** WHAT NEEDS TO BE DONE **
In the material below, replace "green leafy plant" with "potted fern" wherever it occurs, keeping everything else the same.

** DATA LINES **
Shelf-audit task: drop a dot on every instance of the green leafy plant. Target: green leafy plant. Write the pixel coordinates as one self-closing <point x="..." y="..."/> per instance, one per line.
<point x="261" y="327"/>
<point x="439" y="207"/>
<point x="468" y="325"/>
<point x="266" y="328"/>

** ANSWER FOR THIS EXERCISE **
Shelf-audit task: drop a dot on every instance of the potted fern. Target: potted fern. Write the pixel coordinates as one self-closing <point x="..." y="..."/> per instance, one per line.
<point x="261" y="327"/>
<point x="439" y="207"/>
<point x="468" y="325"/>
<point x="266" y="328"/>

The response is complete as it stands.